- _PROVIDED RECORDS_
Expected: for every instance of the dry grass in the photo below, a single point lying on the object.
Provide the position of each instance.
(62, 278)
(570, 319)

--

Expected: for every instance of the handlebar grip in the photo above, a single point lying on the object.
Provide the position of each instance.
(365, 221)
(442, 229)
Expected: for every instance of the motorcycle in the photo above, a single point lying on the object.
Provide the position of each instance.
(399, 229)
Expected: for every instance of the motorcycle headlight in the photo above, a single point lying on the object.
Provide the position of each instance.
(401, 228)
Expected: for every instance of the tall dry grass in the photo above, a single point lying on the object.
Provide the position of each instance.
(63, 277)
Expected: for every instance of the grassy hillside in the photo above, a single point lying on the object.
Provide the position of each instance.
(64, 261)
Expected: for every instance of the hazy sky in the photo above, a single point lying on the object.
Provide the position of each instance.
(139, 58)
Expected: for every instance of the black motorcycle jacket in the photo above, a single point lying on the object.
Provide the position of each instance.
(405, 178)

--

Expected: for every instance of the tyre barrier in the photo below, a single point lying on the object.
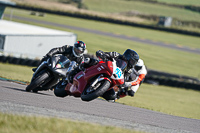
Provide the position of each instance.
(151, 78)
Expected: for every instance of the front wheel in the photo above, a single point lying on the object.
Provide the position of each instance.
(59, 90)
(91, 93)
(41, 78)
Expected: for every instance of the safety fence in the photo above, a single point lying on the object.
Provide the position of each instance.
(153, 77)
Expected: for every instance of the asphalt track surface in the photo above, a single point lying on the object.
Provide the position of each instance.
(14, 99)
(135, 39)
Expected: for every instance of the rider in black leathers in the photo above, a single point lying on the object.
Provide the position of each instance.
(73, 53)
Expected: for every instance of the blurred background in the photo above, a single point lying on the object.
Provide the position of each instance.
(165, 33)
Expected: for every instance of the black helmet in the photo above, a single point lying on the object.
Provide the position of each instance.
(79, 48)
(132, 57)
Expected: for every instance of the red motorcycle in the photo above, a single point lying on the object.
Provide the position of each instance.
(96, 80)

- _WORK TO COMPLETE_
Locate each line in the items above that contains the word "black", and copy those lines in full.

- _ANSWER TO THIS EXERCISE_
Expected: for every instance of the black motorcycle jacket in the photo above, a single point lying on the object.
Expected: for every instance of the rider in black leathers in the photo above, a single point lying on the object.
Expected: for every instance of the black helmet in the photo above, a single point lying on the object.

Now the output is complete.